### PROBLEM
Please extract each line in the rows below that contains the string "hair". Case counts.

— start —

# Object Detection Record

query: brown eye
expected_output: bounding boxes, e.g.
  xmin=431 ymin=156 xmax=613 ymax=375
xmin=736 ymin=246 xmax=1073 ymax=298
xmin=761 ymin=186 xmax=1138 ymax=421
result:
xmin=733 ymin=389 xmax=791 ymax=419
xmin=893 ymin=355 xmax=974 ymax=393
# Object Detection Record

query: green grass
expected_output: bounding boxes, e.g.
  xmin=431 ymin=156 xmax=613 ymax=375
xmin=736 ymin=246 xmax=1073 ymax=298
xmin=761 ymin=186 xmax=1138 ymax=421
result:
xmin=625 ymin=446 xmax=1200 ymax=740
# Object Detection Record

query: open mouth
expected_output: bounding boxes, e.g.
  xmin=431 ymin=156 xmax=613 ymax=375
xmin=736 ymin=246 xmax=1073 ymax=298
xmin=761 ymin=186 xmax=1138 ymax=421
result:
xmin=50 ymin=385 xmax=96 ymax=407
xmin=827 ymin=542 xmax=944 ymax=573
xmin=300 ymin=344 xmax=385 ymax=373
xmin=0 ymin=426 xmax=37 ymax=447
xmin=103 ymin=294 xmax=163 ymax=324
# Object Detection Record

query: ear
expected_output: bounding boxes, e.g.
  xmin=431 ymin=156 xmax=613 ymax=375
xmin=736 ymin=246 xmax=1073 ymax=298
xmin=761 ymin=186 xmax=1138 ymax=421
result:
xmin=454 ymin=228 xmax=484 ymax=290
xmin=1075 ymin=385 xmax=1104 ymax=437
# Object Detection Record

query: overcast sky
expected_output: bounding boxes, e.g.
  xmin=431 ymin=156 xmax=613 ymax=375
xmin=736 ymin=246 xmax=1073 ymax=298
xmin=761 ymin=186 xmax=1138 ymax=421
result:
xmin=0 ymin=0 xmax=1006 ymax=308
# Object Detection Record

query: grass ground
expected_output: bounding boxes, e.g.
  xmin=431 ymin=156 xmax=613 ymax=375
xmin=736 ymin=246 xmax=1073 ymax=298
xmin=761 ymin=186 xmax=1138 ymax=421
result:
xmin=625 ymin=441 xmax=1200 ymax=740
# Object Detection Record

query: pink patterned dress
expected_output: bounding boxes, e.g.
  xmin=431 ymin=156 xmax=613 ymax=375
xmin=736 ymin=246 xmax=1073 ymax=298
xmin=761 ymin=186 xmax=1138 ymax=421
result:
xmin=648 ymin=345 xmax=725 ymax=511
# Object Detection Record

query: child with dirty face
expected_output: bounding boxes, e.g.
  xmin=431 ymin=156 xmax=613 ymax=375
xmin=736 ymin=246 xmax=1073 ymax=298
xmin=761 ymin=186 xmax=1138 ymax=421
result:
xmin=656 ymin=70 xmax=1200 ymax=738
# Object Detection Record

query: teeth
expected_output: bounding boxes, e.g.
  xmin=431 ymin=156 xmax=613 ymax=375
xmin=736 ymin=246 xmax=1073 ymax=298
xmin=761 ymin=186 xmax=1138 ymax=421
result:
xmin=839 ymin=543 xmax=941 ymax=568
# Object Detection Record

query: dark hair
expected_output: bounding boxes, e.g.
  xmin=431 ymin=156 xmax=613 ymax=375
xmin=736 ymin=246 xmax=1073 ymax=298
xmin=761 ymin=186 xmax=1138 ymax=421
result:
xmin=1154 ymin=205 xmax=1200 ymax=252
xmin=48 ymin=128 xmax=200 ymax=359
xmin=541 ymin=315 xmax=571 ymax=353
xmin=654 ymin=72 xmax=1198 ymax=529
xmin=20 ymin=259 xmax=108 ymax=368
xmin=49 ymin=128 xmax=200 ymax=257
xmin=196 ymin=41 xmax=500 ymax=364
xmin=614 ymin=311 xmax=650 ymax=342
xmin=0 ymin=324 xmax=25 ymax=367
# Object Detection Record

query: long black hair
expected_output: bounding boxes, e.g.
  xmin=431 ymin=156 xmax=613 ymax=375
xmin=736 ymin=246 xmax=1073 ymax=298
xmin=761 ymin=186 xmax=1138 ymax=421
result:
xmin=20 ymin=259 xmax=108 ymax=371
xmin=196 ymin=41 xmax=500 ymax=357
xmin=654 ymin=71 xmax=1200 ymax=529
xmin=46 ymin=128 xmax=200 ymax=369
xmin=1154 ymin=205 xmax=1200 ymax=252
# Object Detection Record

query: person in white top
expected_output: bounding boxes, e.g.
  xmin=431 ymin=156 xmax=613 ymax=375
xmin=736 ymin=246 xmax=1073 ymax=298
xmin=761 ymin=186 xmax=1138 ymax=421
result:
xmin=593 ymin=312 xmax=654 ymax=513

— end —

### PROBLEM SOLUTION
query: dark hair
query: long black hair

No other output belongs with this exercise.